§ AVAILABLE RECORDS

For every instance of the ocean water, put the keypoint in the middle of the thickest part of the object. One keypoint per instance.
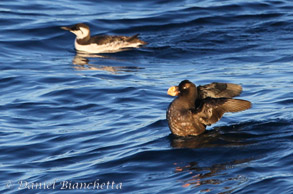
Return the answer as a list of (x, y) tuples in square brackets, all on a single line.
[(74, 123)]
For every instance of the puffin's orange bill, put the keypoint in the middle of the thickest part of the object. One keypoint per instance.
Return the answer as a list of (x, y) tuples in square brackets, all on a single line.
[(173, 91)]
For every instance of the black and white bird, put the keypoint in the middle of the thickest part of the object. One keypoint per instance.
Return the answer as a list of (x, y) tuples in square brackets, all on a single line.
[(197, 107), (84, 42)]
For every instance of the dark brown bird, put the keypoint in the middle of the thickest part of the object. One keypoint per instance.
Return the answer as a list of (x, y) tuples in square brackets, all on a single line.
[(197, 107)]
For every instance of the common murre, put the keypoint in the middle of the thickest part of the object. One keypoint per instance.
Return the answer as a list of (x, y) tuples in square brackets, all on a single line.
[(101, 43)]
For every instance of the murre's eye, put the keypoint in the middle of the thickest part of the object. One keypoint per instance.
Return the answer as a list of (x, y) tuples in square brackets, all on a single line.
[(75, 28)]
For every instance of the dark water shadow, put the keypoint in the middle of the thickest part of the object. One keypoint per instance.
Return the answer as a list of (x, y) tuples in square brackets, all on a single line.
[(81, 62), (219, 136)]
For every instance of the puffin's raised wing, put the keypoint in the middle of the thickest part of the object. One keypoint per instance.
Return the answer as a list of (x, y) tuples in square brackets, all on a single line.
[(211, 110), (219, 90)]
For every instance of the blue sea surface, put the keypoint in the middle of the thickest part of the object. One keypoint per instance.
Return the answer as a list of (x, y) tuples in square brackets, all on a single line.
[(72, 123)]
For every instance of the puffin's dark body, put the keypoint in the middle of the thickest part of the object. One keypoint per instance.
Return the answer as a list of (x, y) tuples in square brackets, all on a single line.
[(196, 107)]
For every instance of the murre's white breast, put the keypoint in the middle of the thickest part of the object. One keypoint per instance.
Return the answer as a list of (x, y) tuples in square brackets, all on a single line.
[(105, 48)]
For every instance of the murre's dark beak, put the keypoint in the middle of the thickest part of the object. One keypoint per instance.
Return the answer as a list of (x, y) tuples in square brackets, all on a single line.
[(66, 28)]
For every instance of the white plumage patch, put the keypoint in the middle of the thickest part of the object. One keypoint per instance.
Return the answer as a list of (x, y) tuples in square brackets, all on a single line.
[(105, 48)]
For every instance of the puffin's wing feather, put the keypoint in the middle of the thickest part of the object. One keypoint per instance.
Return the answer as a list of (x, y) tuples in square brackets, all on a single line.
[(219, 90), (212, 109), (106, 39)]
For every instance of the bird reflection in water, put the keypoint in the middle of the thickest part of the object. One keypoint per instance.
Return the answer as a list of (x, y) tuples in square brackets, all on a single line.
[(206, 177), (81, 62)]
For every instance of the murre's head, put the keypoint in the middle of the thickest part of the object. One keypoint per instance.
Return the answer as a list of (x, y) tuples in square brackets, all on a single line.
[(80, 30)]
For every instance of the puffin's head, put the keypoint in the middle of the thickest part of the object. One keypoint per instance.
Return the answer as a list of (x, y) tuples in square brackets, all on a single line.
[(80, 30), (184, 88)]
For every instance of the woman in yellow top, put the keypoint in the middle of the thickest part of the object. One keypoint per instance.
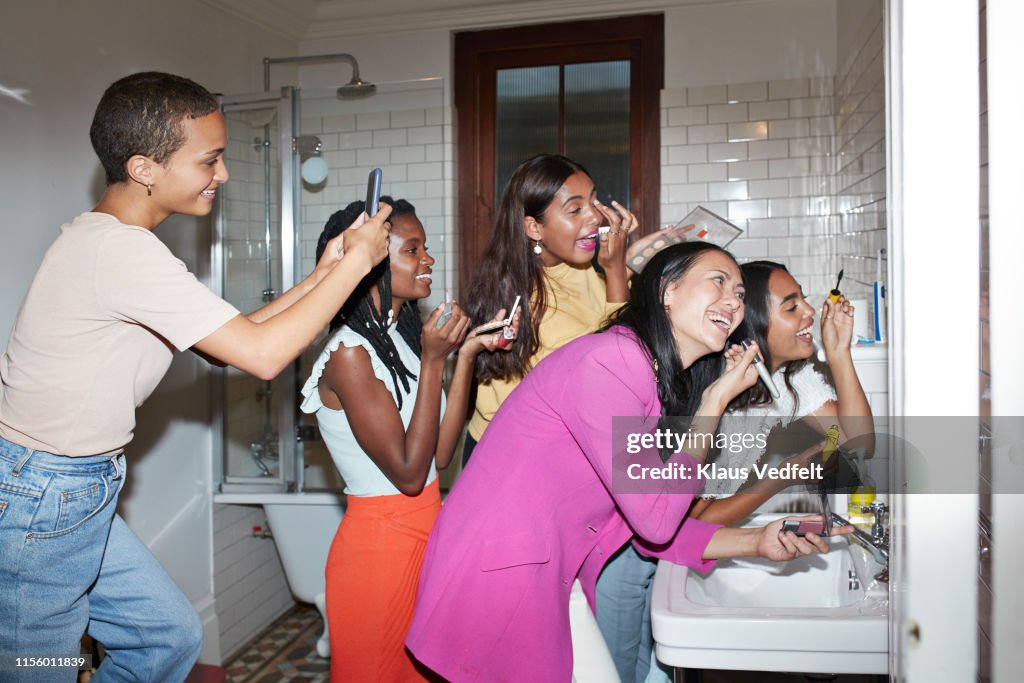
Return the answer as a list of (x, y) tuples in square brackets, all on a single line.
[(542, 249)]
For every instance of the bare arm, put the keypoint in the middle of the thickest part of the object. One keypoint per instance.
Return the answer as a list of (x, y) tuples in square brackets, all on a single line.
[(735, 508), (739, 375), (767, 542), (612, 254), (275, 335), (457, 409)]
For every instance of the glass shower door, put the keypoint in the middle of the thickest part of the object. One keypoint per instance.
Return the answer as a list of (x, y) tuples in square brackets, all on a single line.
[(254, 260)]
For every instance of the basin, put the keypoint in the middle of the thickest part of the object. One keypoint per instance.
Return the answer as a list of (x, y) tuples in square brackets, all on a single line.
[(822, 613)]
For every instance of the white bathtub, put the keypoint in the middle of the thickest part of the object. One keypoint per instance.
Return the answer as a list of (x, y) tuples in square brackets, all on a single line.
[(303, 525)]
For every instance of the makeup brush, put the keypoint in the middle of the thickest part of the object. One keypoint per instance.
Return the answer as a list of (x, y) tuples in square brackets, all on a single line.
[(836, 294)]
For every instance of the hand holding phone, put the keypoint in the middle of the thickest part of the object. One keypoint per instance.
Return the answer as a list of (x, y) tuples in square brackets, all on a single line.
[(498, 325), (803, 527), (448, 310), (373, 191)]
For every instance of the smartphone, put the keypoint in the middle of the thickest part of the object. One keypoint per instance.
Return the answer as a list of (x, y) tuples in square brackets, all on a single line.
[(802, 528), (373, 191), (498, 325), (448, 310)]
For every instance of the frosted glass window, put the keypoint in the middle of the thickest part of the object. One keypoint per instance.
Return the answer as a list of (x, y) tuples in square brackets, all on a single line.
[(597, 125), (526, 119)]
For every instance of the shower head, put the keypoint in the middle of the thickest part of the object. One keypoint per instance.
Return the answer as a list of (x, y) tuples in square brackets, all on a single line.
[(356, 87)]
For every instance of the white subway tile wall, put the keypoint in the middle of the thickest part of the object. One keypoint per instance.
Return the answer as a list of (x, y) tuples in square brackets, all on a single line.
[(798, 164)]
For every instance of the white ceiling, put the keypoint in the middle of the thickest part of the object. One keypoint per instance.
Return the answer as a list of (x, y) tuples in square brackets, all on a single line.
[(313, 19)]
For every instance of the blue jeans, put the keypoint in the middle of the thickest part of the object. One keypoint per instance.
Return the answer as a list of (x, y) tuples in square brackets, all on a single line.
[(623, 602), (70, 565)]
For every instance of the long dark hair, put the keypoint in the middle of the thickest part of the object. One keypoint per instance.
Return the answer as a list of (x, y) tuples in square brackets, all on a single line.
[(359, 312), (679, 389), (757, 275), (509, 267)]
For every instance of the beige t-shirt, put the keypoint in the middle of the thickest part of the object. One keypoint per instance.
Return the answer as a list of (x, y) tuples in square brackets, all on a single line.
[(95, 334)]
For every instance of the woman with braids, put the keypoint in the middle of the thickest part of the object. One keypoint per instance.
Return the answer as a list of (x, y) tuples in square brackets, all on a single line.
[(542, 249), (376, 390)]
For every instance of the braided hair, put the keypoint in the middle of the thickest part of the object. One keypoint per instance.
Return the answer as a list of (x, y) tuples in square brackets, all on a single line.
[(359, 312)]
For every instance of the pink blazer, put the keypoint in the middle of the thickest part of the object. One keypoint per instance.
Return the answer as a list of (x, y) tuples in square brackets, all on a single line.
[(536, 509)]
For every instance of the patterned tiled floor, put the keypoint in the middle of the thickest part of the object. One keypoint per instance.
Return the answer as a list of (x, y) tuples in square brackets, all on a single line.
[(286, 651)]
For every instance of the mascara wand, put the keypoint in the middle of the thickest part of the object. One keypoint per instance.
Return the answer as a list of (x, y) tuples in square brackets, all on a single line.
[(836, 294)]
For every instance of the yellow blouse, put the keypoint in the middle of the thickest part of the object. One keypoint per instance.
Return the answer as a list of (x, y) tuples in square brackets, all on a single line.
[(576, 305)]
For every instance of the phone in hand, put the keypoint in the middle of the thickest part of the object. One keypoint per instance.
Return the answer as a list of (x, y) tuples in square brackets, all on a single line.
[(374, 191), (498, 325)]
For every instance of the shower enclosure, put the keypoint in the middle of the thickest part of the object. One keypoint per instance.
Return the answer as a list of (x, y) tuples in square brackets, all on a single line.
[(295, 157)]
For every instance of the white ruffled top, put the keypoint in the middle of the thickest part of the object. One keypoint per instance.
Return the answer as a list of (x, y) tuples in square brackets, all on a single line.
[(361, 475), (814, 391)]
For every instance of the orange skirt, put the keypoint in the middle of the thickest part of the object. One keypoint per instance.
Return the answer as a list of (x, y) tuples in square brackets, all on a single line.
[(373, 570)]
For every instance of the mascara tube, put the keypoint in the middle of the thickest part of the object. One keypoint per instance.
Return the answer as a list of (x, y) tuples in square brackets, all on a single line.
[(763, 372)]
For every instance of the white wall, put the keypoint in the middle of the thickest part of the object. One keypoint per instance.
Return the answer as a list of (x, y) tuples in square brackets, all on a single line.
[(66, 53), (714, 44), (709, 44)]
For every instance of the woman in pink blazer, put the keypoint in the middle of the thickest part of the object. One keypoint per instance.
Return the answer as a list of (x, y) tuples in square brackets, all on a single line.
[(548, 497)]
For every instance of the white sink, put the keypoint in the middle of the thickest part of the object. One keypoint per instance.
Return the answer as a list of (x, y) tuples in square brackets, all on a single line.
[(823, 613)]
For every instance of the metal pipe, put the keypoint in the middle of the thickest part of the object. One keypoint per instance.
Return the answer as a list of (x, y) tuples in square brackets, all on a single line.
[(309, 58)]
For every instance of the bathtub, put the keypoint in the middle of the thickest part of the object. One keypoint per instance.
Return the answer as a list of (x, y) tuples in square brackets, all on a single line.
[(303, 525)]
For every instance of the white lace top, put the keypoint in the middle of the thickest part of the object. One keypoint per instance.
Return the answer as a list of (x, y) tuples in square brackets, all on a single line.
[(361, 475), (814, 391)]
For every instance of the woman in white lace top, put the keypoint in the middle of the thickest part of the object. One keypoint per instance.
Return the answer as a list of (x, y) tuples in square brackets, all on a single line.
[(376, 390), (779, 319)]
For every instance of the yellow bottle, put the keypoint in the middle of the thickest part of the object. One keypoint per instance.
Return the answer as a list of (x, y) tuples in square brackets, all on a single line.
[(860, 498)]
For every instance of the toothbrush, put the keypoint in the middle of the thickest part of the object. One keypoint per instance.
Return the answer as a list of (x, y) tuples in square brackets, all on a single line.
[(763, 372), (836, 294)]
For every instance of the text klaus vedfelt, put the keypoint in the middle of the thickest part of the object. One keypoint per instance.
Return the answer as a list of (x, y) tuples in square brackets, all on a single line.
[(667, 439)]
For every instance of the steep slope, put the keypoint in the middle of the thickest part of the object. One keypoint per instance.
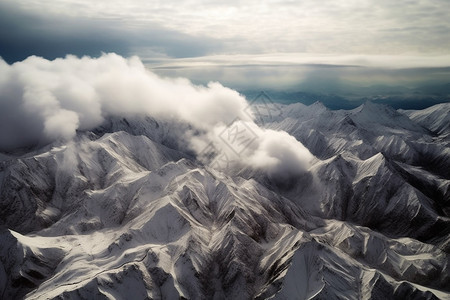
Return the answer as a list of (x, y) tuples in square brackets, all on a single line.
[(124, 211)]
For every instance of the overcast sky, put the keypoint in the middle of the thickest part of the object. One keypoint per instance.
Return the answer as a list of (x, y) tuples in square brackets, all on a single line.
[(281, 43)]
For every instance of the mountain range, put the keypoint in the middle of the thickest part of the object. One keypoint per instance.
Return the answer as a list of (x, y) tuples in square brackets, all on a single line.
[(125, 211)]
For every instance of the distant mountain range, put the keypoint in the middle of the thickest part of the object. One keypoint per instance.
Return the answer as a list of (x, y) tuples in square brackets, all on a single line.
[(122, 212), (397, 97)]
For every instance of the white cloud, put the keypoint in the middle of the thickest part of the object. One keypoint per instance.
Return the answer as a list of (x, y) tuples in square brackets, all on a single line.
[(50, 100)]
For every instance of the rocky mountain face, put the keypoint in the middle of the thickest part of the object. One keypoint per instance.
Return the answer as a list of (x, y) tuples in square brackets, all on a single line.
[(123, 212)]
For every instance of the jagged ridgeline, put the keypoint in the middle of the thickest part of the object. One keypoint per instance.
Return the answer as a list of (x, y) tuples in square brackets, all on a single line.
[(121, 211)]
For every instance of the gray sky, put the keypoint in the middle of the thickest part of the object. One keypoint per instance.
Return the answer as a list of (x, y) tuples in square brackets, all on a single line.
[(284, 44)]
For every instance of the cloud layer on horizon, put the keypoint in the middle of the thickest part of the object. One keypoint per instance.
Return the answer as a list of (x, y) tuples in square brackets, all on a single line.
[(42, 101)]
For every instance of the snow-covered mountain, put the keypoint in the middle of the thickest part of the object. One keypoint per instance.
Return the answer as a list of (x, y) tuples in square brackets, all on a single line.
[(124, 212)]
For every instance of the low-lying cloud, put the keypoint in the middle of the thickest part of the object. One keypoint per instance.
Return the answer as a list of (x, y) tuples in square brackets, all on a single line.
[(42, 101)]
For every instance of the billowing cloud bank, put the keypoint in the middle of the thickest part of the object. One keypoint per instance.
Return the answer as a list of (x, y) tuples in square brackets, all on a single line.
[(42, 100)]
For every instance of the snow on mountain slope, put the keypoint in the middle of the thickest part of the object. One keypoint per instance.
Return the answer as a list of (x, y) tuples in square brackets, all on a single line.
[(435, 118), (125, 211)]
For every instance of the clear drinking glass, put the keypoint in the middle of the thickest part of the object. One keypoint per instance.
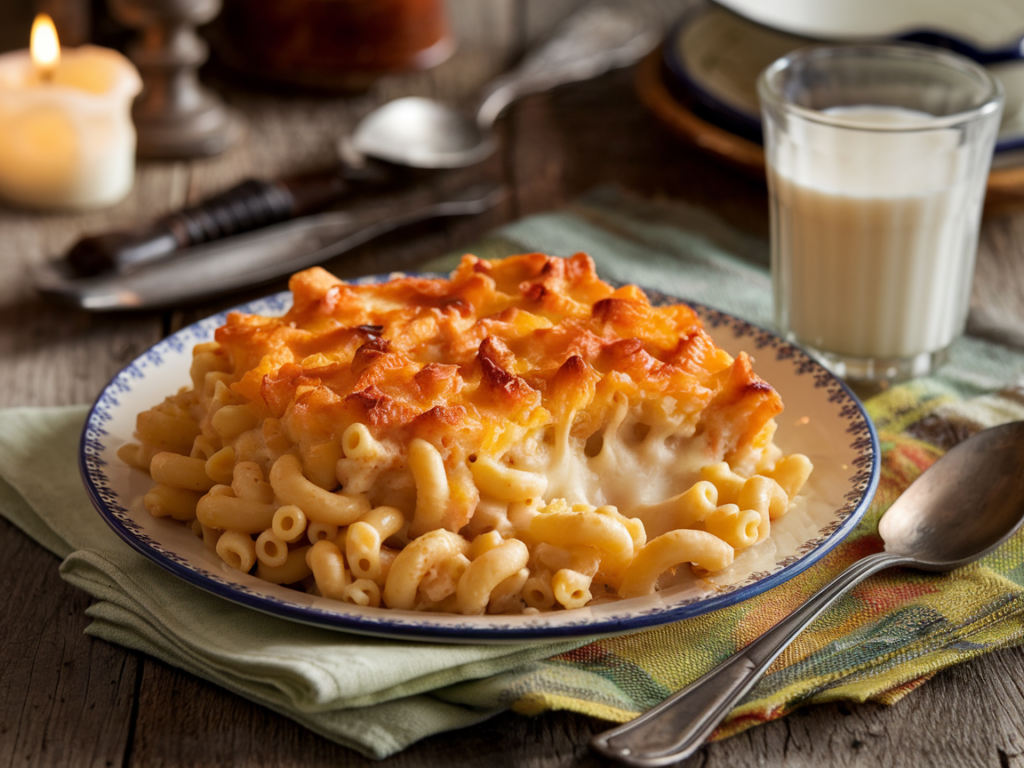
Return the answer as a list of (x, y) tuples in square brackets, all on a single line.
[(878, 158)]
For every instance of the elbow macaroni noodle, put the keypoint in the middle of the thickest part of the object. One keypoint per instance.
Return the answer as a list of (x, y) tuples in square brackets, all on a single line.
[(519, 437)]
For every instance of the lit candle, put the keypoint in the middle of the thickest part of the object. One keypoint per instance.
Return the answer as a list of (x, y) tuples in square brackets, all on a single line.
[(67, 139)]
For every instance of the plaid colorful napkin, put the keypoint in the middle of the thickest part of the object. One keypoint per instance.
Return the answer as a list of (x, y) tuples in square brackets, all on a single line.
[(880, 642)]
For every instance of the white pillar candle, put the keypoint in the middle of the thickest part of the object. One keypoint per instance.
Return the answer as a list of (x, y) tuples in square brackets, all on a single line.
[(67, 139)]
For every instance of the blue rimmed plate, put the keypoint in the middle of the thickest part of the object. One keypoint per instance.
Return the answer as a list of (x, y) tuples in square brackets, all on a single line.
[(714, 56), (822, 420)]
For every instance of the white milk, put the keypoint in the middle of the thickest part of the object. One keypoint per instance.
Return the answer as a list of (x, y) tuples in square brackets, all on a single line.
[(875, 235)]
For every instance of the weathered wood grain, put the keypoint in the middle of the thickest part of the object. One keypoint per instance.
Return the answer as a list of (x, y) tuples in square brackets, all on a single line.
[(66, 699)]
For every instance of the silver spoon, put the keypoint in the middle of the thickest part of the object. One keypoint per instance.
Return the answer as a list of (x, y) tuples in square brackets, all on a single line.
[(965, 506), (424, 133)]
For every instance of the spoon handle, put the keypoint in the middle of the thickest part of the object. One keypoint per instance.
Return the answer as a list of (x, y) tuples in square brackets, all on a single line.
[(676, 728), (600, 37)]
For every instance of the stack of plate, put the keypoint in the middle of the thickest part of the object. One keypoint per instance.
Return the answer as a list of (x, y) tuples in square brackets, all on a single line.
[(702, 83)]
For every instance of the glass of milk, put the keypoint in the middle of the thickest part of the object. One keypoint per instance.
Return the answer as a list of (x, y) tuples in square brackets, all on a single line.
[(878, 158)]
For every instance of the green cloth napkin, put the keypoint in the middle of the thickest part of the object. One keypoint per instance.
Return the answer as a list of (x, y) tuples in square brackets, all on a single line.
[(378, 696)]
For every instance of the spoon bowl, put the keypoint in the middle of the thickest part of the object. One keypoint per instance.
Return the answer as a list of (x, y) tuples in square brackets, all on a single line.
[(962, 508), (423, 133), (965, 506)]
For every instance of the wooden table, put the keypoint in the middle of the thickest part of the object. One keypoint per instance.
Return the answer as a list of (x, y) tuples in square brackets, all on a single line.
[(68, 699)]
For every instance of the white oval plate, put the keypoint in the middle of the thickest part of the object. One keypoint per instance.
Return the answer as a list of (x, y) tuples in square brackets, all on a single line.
[(822, 420)]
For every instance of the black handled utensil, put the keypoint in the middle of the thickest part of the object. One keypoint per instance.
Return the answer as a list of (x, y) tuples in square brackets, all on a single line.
[(245, 260), (251, 205)]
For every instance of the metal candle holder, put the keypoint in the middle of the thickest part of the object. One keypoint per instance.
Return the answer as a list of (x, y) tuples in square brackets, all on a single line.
[(175, 116)]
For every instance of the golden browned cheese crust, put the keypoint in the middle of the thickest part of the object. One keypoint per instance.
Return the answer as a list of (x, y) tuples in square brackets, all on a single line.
[(474, 363)]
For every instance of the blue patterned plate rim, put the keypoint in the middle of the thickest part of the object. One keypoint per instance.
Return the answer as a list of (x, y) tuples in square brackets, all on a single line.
[(435, 627)]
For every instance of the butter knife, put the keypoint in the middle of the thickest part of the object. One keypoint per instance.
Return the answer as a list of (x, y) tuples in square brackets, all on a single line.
[(244, 260)]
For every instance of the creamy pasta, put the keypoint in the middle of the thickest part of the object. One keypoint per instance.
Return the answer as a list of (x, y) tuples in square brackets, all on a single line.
[(521, 436)]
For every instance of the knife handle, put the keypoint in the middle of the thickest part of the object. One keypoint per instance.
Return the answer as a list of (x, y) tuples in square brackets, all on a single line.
[(250, 205)]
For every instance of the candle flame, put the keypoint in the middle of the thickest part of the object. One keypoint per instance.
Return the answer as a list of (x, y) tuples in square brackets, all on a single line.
[(45, 46)]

§ PROBLEM DETAILS
Rewrite the entries from the start through the line containing "[(74, 123)]", replacing "ocean water" with "sea water" and keeping everything else the same. Leave the pictures out.

§ RESULT OF THE TASK
For every instance of the sea water, put the keypoint in the middle of the thickest part of the object. One keypoint per instance.
Return the answer as a list of (x, y) tuples in square brackets, all on a single line.
[(74, 123)]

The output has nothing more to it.